# PROMPT
Within the listing below, how many lines feature the word "roof"? Reply with only that number.
▼▼▼
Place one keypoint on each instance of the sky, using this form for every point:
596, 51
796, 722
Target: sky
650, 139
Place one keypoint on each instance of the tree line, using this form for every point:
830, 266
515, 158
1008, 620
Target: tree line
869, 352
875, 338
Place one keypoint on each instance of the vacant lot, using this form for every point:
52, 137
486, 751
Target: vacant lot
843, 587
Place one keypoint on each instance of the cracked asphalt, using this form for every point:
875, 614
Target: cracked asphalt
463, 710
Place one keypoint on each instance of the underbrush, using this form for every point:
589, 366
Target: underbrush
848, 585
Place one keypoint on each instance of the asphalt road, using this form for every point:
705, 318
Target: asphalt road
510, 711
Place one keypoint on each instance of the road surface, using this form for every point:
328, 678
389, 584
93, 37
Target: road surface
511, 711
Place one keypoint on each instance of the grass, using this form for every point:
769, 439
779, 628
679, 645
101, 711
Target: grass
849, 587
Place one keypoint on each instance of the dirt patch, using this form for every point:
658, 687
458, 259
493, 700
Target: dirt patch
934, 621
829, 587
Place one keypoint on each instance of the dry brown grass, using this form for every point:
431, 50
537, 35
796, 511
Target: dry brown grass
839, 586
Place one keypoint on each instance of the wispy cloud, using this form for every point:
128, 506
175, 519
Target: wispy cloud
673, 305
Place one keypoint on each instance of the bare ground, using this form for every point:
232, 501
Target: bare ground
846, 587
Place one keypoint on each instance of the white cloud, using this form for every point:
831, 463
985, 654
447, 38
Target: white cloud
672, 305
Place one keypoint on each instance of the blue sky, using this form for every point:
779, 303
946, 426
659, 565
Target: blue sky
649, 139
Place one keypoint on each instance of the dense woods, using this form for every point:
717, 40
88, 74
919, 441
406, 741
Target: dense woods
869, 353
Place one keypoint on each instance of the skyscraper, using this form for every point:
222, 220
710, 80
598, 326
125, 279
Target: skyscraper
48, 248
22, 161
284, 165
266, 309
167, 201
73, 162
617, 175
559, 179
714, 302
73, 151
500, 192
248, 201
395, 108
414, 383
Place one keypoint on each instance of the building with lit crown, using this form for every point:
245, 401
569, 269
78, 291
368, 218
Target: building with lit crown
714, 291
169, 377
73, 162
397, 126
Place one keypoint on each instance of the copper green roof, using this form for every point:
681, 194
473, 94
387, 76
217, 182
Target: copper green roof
▲▲▲
# ANSWER SECTION
2